* _Exercise details_: According to the passage on Sarah's death, in what town did she die?

* _Extract_:
Sarah lived 127 years, Moses writes here, and she died in Hebron, in the promised land of Canaan, that had not yet been given to the people of God. Sarah was not perfect, as we have seen, and neither was her husband. But she had been Abraham’s faithful companion and wife for at least 100 years, ever since they were married in Ur of the Chaldeans and her name was Sarai. She had been with Abraham in all of the great moments of their lives, and in all of the failures. And she was the miracle mother at 91 of the child of promise, Isaac, who was now around 37 years old. Centuries later, Isaiah the prophet would write this to the people of God: “Listen to me, you who pursue righteousness, you who seek the Lord: look to the rock from which you were hewn, and to the quarry from which you were dug. Look to Abraham your father and to Sarah who bore you;” (Isaiah 51:1-2)

* _The data_:
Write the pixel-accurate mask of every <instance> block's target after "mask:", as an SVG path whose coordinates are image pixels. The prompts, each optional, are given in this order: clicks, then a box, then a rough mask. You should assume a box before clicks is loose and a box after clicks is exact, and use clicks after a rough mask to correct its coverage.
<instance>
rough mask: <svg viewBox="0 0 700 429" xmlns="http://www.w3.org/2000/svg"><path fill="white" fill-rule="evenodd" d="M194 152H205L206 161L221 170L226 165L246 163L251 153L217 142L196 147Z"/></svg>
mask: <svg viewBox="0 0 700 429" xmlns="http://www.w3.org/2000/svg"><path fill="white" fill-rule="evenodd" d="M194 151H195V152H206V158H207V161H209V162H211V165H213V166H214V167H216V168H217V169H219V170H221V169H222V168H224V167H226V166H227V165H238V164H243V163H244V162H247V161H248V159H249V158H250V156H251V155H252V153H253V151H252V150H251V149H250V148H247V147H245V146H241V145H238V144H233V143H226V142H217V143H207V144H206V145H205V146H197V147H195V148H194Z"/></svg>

* _Response_: Hebron, in the land of Canaan.